* PROVIDED TEXT *

Examples of government surveillance in our lives never seem to end. Virtually any international phone call or e-mail we make or receive is subject to warrantless electronic eavesdropping. We have the Transportation Security Administration taking naked scans of air travelers. The Drug Enforcement Administration is dangling federal dollars in front of state officials as an inducement for them to electronically track and data base medications prescribed by doctors to patients.
Now we learn federal law enforcement has the ability to track credit card purchases, travel agreements, cell phones and so-called loyalty cards – such as a “Kroger Plus Card” – in real-time and without a warrant.
A document obtained through a Freedom of Information Act request by Christopher Soghoian, a privacy blogger, shows how the feds are doing this. First, the government contacts a credit card company’s security department, then issues a subpoena and a court order for non-disclosure to obtain the records of an individual under investigation; these subpoenas are known as “HotWatch” orders.
The language employed by the federal agents suggests that law enforcement should ask companies for “[a]ny and all record and information relating directly or indirectly to any and all of the following person(s), entities, account numbers, address and other matters or things specified below.”
The traditional route of pursuing a search warrant from a judge – the method required by the Fourth Amendment to the Constitution — is noted as a possible method of obtaining these records; but the document makes it clear that ignoring Fourth Amendment protections by not obtaining a warrant is the “preferred way.”
Another troubling aspect of the “HotWatch” program is that it was meant to be secret. The only mention of the program prior to Soghoian’s recent FOIA request came in 2005 when the Electronic Frontier Foundation was engaged in a lawsuit against the federal government’s use of cell phones to track individuals without warrants.
The government response to EFF noted that “the government routinely applies for and upon a showing of relevance to an ongoing investigation receives ‘hotwatch’ orders issued pursuant to the All Writs Act. Such orders direct a credit card issuer to disclose to law enforcement each subsequent credit card transaction effected by a subject of investigation immediately after the issuer records that transaction.”

* ACTION ITEM A *
In the text on government surveillance, why does the government issue a subpoena and a court order for non-disclosure after contacting a credit card company's security department?
* ACTION ITEM B *
Return the part of the surveillance text between "Examples of government" and "without a warrant.", inclusive.

* SUPPLIED MATERIAL *
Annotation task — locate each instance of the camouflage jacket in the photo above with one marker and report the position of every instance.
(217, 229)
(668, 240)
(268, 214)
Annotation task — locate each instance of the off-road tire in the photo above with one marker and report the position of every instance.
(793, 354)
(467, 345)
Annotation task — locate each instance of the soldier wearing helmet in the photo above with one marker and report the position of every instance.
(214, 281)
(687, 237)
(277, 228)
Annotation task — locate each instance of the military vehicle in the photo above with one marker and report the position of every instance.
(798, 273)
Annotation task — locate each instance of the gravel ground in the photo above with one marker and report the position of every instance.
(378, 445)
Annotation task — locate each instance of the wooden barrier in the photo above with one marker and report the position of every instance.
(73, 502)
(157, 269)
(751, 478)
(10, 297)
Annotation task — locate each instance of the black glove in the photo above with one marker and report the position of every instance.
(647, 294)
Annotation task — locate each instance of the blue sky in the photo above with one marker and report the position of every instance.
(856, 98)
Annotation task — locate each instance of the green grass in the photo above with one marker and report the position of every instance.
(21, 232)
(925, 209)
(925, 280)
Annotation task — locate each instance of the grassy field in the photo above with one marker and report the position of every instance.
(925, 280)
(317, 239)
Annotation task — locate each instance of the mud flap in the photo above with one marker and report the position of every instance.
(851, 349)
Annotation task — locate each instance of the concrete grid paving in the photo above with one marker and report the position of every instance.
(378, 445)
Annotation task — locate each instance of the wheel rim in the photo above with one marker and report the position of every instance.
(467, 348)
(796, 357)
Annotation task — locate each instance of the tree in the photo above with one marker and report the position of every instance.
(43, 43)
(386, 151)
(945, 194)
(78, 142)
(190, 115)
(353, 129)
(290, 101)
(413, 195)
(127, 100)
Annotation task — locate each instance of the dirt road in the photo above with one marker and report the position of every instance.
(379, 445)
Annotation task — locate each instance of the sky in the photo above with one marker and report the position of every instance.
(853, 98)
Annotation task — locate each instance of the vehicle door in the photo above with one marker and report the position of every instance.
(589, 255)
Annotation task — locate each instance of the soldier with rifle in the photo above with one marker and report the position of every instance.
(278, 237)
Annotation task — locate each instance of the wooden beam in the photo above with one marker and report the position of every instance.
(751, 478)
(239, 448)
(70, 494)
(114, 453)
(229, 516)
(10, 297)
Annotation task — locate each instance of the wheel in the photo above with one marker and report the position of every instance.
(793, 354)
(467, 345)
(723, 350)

* EXERCISE RESPONSE A *
The government issues them to obtain the records of an individual under investigation. These subpoenas are known as "HotWatch" orders.

* EXERCISE RESPONSE B *
Examples of government surveillance in our lives never seem to end. Virtually any international phone call or e-mail we make or receive is subject to warrantless electronic eavesdropping. We have the Transportation Security Administration taking naked scans of air travelers. The Drug Enforcement Administration is dangling federal dollars in front of state officials as an inducement for them to electronically track and data base medications prescribed by doctors to patients.
Now we learn federal law enforcement has the ability to track credit card purchases, travel agreements, cell phones and so-called loyalty cards – such as a “Kroger Plus Card” – in real-time and without a warrant.